• **Texto seleccionado**:
>>>>
En la lógica capitalista las vivencias irrepetibles son más costosas, a mayor poder
adquisitivo, mayor es la exclusividad y el privilegio, incluso se venden paquetes
VIP que hacen que un boleto duplique su valor y otorgue ciertos beneficios o
recuerdos únicos a quien lo adquiere.
Bad Bunny no escapa a esta lógica donde acudir a uno de sus conciertos es un
privilegio en cualquier sentido, partiendo desde la residencia que montó durante
un mes en Puerto Rico, misma que hizo que personas de todo el mundo se
trasladaran para vivir al ritmo de la orquesta lo que significa estar en esta isla.
Sus canciones son sinónimo de ritmos latinos, mueve a las masas, posiciona el
español como lengua y también es un ejemplo de revolución y protesta disfrazada
de popularidad. Los acrónimos en los títulos de sus canciones, las letras
irreverentes e incluso el Sapo Concho, protagonista del último disco, son ejemplos
de que el arte también puede ser una invitación a la protesta y la transformación.
En medio de una lógica capitalista y un sistema que destaca los privilegios el
escenario también es una revolución y así lo demostró el artista con su llegada a
México, donde programó 8 fechas con lleno total donde las secciones tuvieron un
cambio gracias a sus nuevas estructuras. Idealmente quienes pagan más tienen
de cerca al artista, pero en esta ocasión trajo la famosa “casita” a una nueva
sección, la más accesible donde democratiza este privilegio para más personas.
De inmediato los comentarios no se hicieron esperar, hubo quejas e inconformidad
por parte de quienes habían pagado el doble para ver a su artista “más cerca” y
ahora quienes adquirieron un boleto general pueden también disfrutar de esta
experiencia masiva. Lo anterior solo demuestra una lucha constante que prevalece
en medio de sistemas capitalistas, funciona para algunos, para otros no porque
incrementa las desigualdades, pero mientras tanto el Boricua más famoso del
momento nos recuerda que en ocasiones las narrativas pueden ser más
equilibradas y justas con una mayoría.
<<<<
• **Registros de origen**:
>>>>
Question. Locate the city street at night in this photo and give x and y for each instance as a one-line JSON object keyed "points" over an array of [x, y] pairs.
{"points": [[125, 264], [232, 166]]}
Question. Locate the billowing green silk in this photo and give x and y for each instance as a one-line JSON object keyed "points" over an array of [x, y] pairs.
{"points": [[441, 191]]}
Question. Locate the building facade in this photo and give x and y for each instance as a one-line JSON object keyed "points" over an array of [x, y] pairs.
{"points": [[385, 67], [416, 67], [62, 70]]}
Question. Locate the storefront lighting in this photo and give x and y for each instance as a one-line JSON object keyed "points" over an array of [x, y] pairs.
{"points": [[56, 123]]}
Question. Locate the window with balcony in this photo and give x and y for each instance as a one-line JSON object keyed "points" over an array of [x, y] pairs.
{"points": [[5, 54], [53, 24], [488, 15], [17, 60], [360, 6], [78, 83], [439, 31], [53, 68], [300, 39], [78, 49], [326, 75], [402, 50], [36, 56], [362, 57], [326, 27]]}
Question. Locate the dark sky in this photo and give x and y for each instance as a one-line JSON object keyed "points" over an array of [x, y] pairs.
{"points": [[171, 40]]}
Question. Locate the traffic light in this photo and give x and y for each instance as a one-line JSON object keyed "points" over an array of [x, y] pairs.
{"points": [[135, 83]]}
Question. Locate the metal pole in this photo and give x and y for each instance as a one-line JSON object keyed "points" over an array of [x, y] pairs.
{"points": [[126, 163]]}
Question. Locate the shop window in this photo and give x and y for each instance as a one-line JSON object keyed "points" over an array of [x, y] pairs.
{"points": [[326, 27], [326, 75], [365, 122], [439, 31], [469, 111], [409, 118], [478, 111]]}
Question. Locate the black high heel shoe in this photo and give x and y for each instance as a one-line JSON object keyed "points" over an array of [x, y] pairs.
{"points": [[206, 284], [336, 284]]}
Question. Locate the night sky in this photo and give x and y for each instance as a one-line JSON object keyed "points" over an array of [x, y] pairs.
<<<<
• **Tareas y ejercicios**:
1. Expresa como tabla Markdown el tramo de los registros que va desde la línea que contiene "Question. Locate the metal" hasta el final de los registros, ambos extremos incluidos. Usa las columnas «Número» y «Línea del registro», numera cada fila y omite las líneas en blanco.
2. Escribe la continuación del texto sobre Bad Bunny y los privilegios en sus conciertos, empezando después de su última oración.

• **Respuestas**:
1.
| Número | Línea del registro |
|---|---|
| 1 | Question. Locate the metal pole in this photo and give x and y for each instance as a one-line JSON object keyed "points" over an array of [x, y] pairs. |
| 2 | {"points": [[126, 163]]} |
| 3 | Question. Locate the shop window in this photo and give x and y for each instance as a one-line JSON object keyed "points" over an array of [x, y] pairs. |
| 4 | {"points": [[326, 27], [326, 75], [365, 122], [439, 31], [469, 111], [409, 118], [478, 111]]} |
| 5 | Question. Locate the black high heel shoe in this photo and give x and y for each instance as a one-line JSON object keyed "points" over an array of [x, y] pairs. |
| 6 | {"points": [[206, 284], [336, 284]]} |
| 7 | Question. Locate the night sky in this photo and give x and y for each instance as a one-line JSON object keyed "points" over an array of [x, y] pairs. |

2.
Su música masivamente popular, no solo consta de una buena combinación de
ritmos y grandes colaboraciones artísticas, tampoco se encuentra en un punto de
popularidad sin esfuerzo, el punto actual de Bad Bunny es el resultado de
innovación, creatividad, pero también vinculación social, tiene clara su meta,
cuáles son los dolores que carga la gente y cómo su fama es un punto
fundamental para marcar la diferencia en el entorno, desde 2020 es uno de los
artistas más escuchados en el mundo, aún en países como Estados Unidos donde
no predomina el español, él sigue posicionando el idioma en nuevos puntos de
consumo.
Tampoco es casualidad su incursión en películas del Hollywood donde representa
un punto de atracción para públicos latinos, pero también un contrapeso ante
ideologías de poder que buscan que predomine lo blanco y destinan a personas
latinas el mismo rol constantemente.
Bad Bunny no elimina la lógica capitalista del espectáculo, acudir a cualquier
sección de sus conciertos es en sí un privilegio, los boletos más baratos tenían un
costo mayor a mil pesos. Sin embargo, sí introduce fisuras que obligan a
replantear privilegios normalizados. Tal vez ahí radica la potencia de su propuesta:
usar la popularidad, los números y la atención masiva para incomodar, para
recordarnos que el arte no solo entretiene, también puede redistribuir miradas,
espacios y experiencias, sus cambios de estructura son también una muestra de
que el entretenimiento puede impulsar cambios que resuenen más allá de un
concierto.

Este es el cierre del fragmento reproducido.